Start

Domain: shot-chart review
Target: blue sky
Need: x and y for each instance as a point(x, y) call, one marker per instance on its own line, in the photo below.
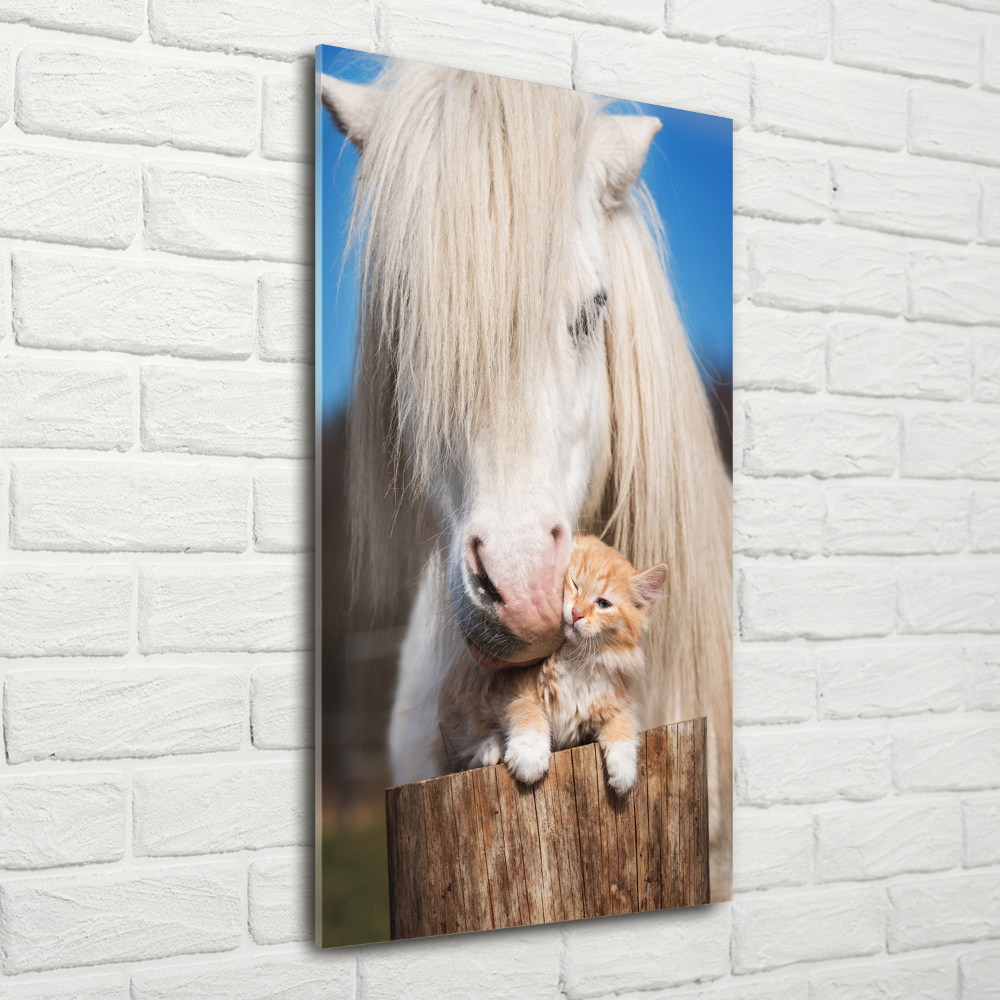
point(689, 171)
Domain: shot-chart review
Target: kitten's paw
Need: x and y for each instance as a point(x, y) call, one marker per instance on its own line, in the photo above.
point(620, 758)
point(488, 752)
point(527, 755)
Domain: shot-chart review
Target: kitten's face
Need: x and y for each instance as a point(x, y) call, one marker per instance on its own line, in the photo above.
point(606, 602)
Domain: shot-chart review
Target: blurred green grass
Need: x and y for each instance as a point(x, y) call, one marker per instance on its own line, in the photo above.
point(354, 880)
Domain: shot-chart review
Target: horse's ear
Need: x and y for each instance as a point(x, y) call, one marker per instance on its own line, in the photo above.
point(352, 105)
point(618, 147)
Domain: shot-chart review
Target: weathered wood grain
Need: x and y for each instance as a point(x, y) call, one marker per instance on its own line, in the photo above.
point(477, 849)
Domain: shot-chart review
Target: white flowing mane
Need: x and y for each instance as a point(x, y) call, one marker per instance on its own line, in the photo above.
point(464, 204)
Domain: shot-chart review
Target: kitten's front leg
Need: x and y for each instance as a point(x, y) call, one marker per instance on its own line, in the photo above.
point(528, 740)
point(619, 739)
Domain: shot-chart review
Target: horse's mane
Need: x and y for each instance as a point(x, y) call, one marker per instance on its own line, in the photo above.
point(464, 196)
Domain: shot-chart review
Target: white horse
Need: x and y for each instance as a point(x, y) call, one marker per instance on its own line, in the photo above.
point(522, 375)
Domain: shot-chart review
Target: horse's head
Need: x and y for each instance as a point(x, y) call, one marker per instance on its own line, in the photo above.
point(483, 378)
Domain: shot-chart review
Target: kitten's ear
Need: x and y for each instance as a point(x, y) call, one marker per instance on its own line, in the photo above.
point(352, 105)
point(618, 148)
point(648, 585)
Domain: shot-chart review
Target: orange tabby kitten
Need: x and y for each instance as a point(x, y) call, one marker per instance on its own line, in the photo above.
point(587, 689)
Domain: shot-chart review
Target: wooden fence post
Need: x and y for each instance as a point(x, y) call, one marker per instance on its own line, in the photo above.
point(477, 849)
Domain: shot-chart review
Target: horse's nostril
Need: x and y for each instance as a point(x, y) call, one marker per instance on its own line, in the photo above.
point(480, 577)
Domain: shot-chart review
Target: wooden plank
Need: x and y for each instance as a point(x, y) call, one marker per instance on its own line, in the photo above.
point(475, 850)
point(407, 844)
point(673, 889)
point(587, 788)
point(444, 884)
point(628, 890)
point(550, 846)
point(473, 874)
point(569, 863)
point(655, 786)
point(517, 806)
point(504, 908)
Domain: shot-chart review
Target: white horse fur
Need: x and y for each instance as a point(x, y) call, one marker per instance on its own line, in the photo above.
point(523, 375)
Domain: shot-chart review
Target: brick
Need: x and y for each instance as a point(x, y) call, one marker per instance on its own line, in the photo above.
point(984, 677)
point(935, 911)
point(484, 38)
point(55, 610)
point(6, 90)
point(778, 350)
point(954, 286)
point(980, 974)
point(797, 437)
point(991, 57)
point(128, 507)
point(230, 214)
point(281, 706)
point(664, 71)
point(989, 217)
point(870, 357)
point(261, 27)
point(902, 36)
point(773, 686)
point(946, 757)
point(45, 404)
point(282, 509)
point(227, 411)
point(113, 96)
point(329, 976)
point(114, 18)
point(107, 987)
point(878, 681)
point(280, 899)
point(228, 608)
point(986, 365)
point(120, 917)
point(805, 267)
point(811, 766)
point(134, 712)
point(980, 822)
point(401, 971)
point(912, 197)
point(949, 444)
point(776, 930)
point(953, 597)
point(287, 117)
point(285, 318)
point(954, 124)
point(69, 197)
point(783, 516)
point(795, 26)
point(894, 518)
point(816, 601)
point(762, 988)
point(646, 15)
point(65, 819)
point(829, 104)
point(876, 841)
point(661, 953)
point(107, 304)
point(926, 978)
point(224, 807)
point(778, 180)
point(771, 848)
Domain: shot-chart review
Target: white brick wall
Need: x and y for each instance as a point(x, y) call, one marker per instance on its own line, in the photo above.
point(155, 512)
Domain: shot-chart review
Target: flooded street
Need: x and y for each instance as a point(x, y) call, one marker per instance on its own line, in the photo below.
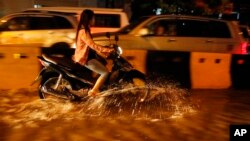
point(188, 115)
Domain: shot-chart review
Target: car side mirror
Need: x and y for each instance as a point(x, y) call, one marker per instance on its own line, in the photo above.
point(107, 34)
point(116, 37)
point(143, 31)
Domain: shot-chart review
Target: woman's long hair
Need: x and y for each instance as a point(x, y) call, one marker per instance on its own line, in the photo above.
point(86, 16)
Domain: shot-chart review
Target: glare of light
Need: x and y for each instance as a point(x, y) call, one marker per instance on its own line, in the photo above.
point(158, 11)
point(120, 50)
point(3, 21)
point(37, 5)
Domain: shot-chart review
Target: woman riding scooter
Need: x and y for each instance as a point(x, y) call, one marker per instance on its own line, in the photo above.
point(86, 50)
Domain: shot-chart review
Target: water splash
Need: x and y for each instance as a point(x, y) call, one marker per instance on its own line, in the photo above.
point(22, 108)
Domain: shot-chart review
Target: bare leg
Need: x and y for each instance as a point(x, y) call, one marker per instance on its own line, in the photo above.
point(99, 68)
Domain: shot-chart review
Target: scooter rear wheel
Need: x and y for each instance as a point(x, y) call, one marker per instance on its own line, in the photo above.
point(49, 88)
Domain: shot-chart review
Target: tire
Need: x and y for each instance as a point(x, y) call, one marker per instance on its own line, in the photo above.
point(139, 90)
point(50, 83)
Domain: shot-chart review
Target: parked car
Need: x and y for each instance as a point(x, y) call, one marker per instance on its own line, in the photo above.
point(245, 31)
point(181, 33)
point(106, 19)
point(49, 30)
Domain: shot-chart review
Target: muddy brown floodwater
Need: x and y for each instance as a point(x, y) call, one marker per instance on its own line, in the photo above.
point(188, 115)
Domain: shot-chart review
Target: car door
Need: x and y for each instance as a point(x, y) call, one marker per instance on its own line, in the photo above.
point(13, 30)
point(180, 35)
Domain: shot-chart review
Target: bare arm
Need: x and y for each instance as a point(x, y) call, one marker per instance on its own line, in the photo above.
point(89, 41)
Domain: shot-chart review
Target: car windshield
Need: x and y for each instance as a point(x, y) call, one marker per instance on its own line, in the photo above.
point(245, 32)
point(132, 25)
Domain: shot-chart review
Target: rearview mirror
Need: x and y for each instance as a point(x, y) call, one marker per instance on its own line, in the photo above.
point(143, 31)
point(107, 34)
point(116, 37)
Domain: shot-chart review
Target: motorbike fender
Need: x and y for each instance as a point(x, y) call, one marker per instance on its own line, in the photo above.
point(135, 73)
point(39, 76)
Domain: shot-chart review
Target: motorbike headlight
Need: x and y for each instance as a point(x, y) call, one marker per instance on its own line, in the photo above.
point(73, 45)
point(120, 51)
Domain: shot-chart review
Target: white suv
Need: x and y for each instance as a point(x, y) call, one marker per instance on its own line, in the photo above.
point(49, 30)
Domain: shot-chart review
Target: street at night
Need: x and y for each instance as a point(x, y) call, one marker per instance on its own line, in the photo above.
point(198, 115)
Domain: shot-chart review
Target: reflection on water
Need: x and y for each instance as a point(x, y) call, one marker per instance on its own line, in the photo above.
point(178, 115)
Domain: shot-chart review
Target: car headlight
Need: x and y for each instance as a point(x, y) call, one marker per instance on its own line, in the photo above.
point(120, 51)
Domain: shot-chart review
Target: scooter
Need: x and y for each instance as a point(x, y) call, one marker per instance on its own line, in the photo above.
point(63, 78)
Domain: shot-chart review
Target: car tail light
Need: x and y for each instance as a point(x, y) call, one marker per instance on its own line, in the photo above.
point(43, 63)
point(243, 48)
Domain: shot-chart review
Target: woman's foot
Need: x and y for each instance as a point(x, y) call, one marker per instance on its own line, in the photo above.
point(93, 93)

End

● **Exercise objective**
Count the lines in the rows above that contain the string "brick", treating uppercase and lowercase as different, and give only the number.

● **Task result**
2